> **Brief**: Scan the records below and say how many lines include the word "green", giving no other text.

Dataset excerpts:
──────

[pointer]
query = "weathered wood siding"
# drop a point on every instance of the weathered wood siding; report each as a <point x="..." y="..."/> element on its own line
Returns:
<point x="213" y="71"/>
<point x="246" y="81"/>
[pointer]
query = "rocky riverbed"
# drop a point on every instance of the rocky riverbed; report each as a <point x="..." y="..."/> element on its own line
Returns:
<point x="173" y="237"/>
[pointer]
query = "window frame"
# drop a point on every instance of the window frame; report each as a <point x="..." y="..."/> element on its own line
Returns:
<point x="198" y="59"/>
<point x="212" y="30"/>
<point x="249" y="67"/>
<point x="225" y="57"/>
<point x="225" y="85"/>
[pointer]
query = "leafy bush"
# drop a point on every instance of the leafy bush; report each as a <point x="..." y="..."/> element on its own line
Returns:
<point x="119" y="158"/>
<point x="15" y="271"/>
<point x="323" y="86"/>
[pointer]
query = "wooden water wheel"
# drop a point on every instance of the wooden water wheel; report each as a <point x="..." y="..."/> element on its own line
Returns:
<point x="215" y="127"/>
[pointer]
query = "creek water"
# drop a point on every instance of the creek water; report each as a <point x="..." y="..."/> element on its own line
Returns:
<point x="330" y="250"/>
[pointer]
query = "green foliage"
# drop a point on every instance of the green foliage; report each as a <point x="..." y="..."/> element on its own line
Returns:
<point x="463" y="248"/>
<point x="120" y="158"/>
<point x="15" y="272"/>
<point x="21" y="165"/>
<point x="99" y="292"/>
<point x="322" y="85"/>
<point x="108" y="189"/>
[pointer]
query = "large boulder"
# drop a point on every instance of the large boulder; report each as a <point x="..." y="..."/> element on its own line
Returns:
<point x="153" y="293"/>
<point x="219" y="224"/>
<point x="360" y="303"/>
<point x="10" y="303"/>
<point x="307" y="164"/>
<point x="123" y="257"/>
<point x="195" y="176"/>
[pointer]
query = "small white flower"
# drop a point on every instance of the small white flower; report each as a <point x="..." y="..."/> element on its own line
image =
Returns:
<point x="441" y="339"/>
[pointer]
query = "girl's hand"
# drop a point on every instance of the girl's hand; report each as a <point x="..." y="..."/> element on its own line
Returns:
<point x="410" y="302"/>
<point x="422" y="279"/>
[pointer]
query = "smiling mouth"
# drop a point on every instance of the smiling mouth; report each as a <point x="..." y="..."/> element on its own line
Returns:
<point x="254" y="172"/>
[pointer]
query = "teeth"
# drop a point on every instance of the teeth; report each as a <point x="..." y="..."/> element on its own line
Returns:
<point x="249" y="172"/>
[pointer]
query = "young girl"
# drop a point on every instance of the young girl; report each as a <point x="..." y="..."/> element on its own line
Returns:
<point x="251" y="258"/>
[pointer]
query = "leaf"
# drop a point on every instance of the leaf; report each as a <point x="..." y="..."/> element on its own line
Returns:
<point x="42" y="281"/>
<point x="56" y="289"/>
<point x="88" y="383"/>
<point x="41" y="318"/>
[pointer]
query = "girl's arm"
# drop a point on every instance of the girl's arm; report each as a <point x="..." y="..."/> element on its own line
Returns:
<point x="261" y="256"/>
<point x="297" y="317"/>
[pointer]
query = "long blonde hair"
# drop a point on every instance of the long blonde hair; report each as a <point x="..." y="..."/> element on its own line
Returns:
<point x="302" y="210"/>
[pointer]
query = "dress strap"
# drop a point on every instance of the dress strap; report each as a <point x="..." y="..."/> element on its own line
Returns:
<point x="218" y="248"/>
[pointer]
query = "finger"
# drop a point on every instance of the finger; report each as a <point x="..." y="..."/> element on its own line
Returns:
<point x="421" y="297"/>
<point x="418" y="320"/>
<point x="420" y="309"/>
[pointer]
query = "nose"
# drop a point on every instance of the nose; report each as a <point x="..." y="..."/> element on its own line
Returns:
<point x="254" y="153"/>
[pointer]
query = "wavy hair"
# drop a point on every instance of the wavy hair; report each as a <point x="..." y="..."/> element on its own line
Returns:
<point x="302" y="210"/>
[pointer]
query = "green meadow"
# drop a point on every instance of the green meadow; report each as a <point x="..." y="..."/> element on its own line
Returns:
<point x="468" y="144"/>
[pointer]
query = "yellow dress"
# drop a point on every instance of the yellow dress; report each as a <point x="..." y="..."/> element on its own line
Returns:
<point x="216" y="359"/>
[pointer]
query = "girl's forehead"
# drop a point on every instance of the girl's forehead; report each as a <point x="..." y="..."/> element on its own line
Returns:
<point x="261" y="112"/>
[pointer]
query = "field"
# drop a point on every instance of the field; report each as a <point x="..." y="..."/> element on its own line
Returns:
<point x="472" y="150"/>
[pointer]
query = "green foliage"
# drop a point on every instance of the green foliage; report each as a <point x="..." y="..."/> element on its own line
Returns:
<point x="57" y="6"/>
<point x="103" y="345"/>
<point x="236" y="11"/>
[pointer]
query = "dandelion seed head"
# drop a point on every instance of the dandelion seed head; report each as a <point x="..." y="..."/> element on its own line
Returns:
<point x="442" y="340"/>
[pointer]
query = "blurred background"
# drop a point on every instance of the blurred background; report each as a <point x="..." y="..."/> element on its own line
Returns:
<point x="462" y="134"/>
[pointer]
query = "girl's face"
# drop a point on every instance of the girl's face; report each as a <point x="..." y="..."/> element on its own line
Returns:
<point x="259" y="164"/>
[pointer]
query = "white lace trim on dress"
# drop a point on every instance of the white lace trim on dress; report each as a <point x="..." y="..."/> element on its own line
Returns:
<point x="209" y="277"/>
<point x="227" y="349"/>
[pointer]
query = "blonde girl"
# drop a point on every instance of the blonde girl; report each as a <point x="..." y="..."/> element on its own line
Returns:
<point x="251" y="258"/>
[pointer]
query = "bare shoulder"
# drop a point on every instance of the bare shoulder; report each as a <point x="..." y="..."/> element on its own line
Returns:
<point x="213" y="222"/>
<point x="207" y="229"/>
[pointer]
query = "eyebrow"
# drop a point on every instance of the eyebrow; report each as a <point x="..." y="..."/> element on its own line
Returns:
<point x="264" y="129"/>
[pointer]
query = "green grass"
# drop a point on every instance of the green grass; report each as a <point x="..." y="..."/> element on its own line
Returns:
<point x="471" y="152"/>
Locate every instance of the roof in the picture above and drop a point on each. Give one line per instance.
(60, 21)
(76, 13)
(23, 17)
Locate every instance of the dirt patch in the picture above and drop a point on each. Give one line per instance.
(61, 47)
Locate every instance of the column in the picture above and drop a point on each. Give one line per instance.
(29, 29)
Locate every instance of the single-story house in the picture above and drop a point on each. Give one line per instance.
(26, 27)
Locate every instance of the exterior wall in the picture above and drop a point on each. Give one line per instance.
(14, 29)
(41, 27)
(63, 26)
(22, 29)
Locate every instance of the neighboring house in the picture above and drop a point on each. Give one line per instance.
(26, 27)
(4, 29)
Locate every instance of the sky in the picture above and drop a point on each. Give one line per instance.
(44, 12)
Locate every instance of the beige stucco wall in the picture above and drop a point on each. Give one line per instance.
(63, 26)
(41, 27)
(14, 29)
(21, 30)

──────

> **Result of the task**: 8